What to work on:
Can you express every line of the rows below as a JSON list of strings, one string per line, with blank lines skipped and the pictures left out?
-- START OF Records supplied --
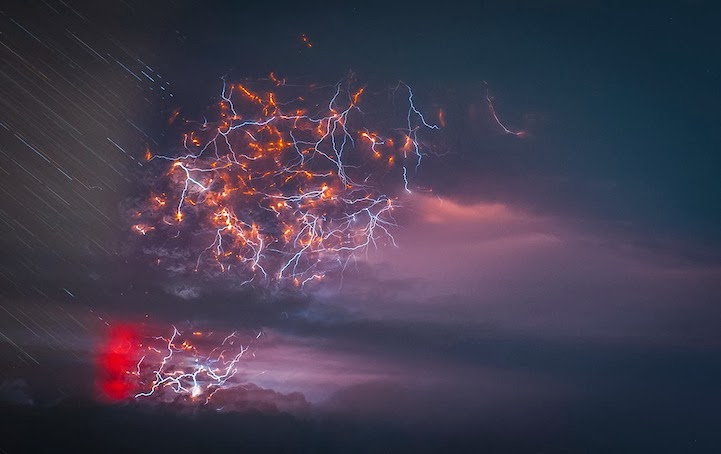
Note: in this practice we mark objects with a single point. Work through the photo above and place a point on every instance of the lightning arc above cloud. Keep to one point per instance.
(284, 184)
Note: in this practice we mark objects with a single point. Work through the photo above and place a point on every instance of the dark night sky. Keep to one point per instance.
(556, 292)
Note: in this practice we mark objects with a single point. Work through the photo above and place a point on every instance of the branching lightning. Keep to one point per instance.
(284, 188)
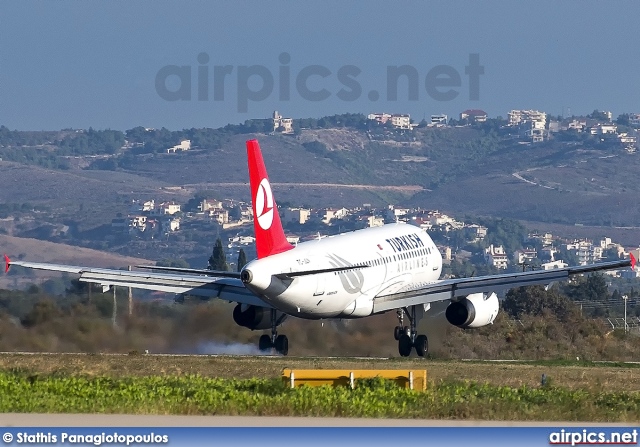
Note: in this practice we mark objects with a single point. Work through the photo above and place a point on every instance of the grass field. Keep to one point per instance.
(579, 375)
(249, 386)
-- END OF Records supplied --
Task result:
[
  "Note: in this practice we mark objects with a single point. Work through the photo above and place a point on every instance of the lightning arc above cloud. Keep to one point per instance.",
  "(284, 184)",
  "Note: in this practice we mark objects with a single point. Work through the photo above and place a point on every instance of the dark night sky. Keep to one point per instance.",
  "(556, 292)",
  "Note: in this practice we mark objects with a single point. Work through the photo above and place a point on every instance of the branching lightning. Keep to one point per instance.",
  "(284, 188)",
  "Note: in this practice we mark objects with a single point. Work through the photo above and place a point on every instance of the grass field. Keep to one point per instance.",
  "(579, 375)",
  "(249, 386)"
]